**Text provided:**
▼

DETAILED DESCRIPTION
[0010] The product of the electrochemical reduction of CO.sub.2
largely depends on the metallic material selected as the electrode
and the degree of smoothness achieved from the electropolishing
step. Therefore, to increase the yield from the electrochemical
reduction of CO.sub.2, the electrode is smoothed prior to the use.
An atomically smooth surface enhances the electrodeposition of a
catalyst layer and the yield of the electrochemical reduction of
CO.sub.2.
[0011] Techniques are provided herein for electropolishing copper
surfaces to form atomically smooth surfaces for electrodeposition
of electrochemical catalysts. The surface morphology and, thus, the
surface smoothing resulting from the electropolishing is largely
influenced by the adsorption of electrolyte ions. Accordingly, the
electrolyte used for the electropolishing is a solution of ethylene
glycol and phosphoric acid.

▲

**Source data:**
▼

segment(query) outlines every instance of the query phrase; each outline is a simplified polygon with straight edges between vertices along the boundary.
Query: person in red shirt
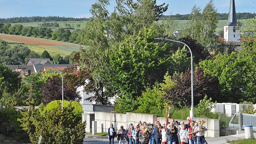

▲

**Challenge A:**
Check each statement against the electropolishing passage. For each one, answer yes or no and quote the words that decide it.
(i) The electropolishing electrolyte is a solution of ethylene glycol and phosphoric acid.
(ii) The electrode is smoothed after it has been used.
(iii) The adsorption of electrolyte ions strongly affects the surface morphology.
**Challenge B:** According to the electropolishing passage, the electropolishing techniques are provided for surfaces of which metal?
**Challenge C:** List every specific chemical substance or material that the electropolishing passage names.
The data has no connection to the electropolishing passage.

**Answer A:**
(i) Yes: "the electrolyte used for the electropolishing is a solution of ethylene glycol and phosphoric acid"
(ii) No: "the electrode is smoothed prior to the use"
(iii) Yes: "The surface morphology and, thus, the surface smoothing resulting from the electropolishing is largely influenced by the adsorption of electrolyte ions"

**Answer B:** Copper.

**Answer C:** CO2, copper, ethylene glycol, phosphoric acid